Nothing but the lines from the one with "Practice task. Find the storage" to the final line should be returned, each exactly as it appears.

====== INPUT MATERIAL

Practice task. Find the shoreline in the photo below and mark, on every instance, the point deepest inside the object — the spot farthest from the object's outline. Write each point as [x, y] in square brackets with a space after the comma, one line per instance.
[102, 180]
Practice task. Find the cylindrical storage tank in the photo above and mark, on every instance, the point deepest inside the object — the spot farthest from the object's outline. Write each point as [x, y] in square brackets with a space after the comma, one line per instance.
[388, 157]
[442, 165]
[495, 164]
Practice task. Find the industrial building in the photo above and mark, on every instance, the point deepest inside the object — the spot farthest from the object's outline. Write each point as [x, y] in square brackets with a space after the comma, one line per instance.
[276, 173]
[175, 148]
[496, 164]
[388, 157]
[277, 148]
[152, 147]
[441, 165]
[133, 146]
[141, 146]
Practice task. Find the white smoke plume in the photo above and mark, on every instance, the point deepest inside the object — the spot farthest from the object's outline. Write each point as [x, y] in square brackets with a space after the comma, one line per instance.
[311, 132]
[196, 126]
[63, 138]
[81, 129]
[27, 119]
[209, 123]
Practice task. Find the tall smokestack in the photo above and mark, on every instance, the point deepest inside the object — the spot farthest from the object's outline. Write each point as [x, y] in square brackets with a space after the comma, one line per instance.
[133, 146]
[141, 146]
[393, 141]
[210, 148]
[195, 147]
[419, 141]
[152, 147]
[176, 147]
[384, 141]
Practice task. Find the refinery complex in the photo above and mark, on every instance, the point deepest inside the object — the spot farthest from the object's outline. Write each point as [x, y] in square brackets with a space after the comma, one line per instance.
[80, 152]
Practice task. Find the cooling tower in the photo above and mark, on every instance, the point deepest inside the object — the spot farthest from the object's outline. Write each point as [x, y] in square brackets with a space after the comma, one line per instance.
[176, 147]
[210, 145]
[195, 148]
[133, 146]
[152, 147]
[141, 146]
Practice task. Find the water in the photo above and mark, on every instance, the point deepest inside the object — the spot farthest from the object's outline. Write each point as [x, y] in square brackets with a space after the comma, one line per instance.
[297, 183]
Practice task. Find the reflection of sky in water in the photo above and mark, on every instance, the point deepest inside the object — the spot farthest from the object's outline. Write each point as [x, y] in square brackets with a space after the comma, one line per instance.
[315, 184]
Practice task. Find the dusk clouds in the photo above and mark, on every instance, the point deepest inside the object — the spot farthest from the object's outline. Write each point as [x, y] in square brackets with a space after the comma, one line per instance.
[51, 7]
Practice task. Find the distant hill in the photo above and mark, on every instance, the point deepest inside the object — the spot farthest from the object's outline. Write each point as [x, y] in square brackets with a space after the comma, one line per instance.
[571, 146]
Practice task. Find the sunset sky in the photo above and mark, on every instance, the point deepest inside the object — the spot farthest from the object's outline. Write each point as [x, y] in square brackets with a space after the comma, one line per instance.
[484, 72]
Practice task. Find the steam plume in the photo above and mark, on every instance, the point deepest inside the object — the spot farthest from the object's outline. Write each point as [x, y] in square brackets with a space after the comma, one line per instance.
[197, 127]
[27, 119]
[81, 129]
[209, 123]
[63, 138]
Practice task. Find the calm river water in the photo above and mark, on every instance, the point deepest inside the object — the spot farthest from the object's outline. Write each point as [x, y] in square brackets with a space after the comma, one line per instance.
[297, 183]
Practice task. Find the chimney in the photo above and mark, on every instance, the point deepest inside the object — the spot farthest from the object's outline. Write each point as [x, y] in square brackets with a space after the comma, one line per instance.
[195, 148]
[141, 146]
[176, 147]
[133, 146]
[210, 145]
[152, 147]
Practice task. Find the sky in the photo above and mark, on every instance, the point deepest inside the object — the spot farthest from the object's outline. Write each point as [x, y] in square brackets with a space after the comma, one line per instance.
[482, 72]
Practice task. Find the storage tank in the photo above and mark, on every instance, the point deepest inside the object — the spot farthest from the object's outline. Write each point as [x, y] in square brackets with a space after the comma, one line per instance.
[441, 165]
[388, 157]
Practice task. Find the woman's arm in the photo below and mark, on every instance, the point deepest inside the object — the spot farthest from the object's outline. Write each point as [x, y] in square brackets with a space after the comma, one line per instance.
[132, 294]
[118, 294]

============

EXPECTED ANSWER>
Practice task. Find the storage tank in the photo above and mark, on every instance, the point deepest inside the object — the spot farthest from the object's outline. Write each point as [x, y] in square brackets with a space after the comma, one line per instance.
[441, 165]
[388, 157]
Practice task. Find the woman's arm in the photo below and mark, on every instance, the point deepest inside the object — the spot farthest from the object's outline. Write each point as [x, y] in square brackets with a space after the comma, one line per instance.
[132, 294]
[118, 294]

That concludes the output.